Patent Document

CROSS-REFERENCE TO RELATED APPLICATIONS 
   This application claims the benefit of U.S. provisional patent application No. 60/609,420, entitled “MEMS-Based Optical Communications Beam Steering Apparatus” and filed on Sep. 13, 2004, and U.S. provisional patent application No. 60/609,413, entitled “Apparatus and Method for Free Space Optical Communications Beam Steering without Gimbals” and also filed on Sep. 13, 2004. The entire disclosures of these applications are incorporated herein by reference. 

   STATEMENT REGARDING FEDERALLY SPONSORED RESEARCH OR DEVELOPMENT 
   The U.S. Government has a paid-up license in this invention and the right in limited circumstances to require the patent owner to license others on reasonable terms as provided for by the terms of contract no. F29601-02-C-0021 awarded by the United States Air Force Research Laboratory. 

   BACKGROUND OF THE INVENTION 
   The present invention relates to the field of optical communications, and in particular to the field of beam steering for free space optical transceivers. More particularly, the present invention relates to a micro-electrical-mechanical systems (MEMS) apparatus for operation of the pointing and tracking system of an optical transceiver that does not utilize external gimbals. 
   Laser communications systems are today employed in a vast array of applications, including without limitation communication with aircraft and satellites from ground positions. A laser communication system generally consists of a transmitting terminal and a receiving terminal. A transmitting terminal typically receives an electrical signal from a signal source, and converts the electrical signal into an optical signal. The transmitting terminal then transmits the resulting optical signal using a transmitting telescope. The receiving terminal receives the optical signal through a receiving telescope, which focuses the optical signal into an optical photodetector, and then converts the optical signal back into an electrical signal.

Directive 1 :: List every heading in the patent document that is written entirely in capital letters.
Directive 2 :: Print the patent document's wording from "STATEMENT REGARDING FEDERALLY" up to and including "utilize external gimbals.".

Available data ::
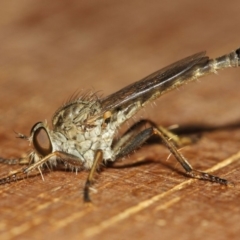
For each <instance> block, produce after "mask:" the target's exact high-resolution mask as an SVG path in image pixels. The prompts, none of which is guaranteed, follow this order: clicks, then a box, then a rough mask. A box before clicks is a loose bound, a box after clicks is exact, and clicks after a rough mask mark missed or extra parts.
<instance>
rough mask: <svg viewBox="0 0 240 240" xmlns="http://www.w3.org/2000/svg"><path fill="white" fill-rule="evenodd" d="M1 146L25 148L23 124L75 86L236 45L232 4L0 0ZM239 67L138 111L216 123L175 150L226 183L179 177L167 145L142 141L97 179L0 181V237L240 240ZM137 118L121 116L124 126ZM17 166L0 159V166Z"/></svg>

Output 1 ::
CROSS-REFERENCE TO RELATED APPLICATIONS
STATEMENT REGARDING FEDERALLY SPONSORED RESEARCH OR DEVELOPMENT
BACKGROUND OF THE INVENTION

Output 2 ::
STATEMENT REGARDING FEDERALLY SPONSORED RESEARCH OR DEVELOPMENT 
   The U.S. Government has a paid-up license in this invention and the right in limited circumstances to require the patent owner to license others on reasonable terms as provided for by the terms of contract no. F29601-02-C-0021 awarded by the United States Air Force Research Laboratory. 

   BACKGROUND OF THE INVENTION 
   The present invention relates to the field of optical communications, and in particular to the field of beam steering for free space optical transceivers. More particularly, the present invention relates to a micro-electrical-mechanical systems (MEMS) apparatus for operation of the pointing and tracking system of an optical transceiver that does not utilize external gimbals.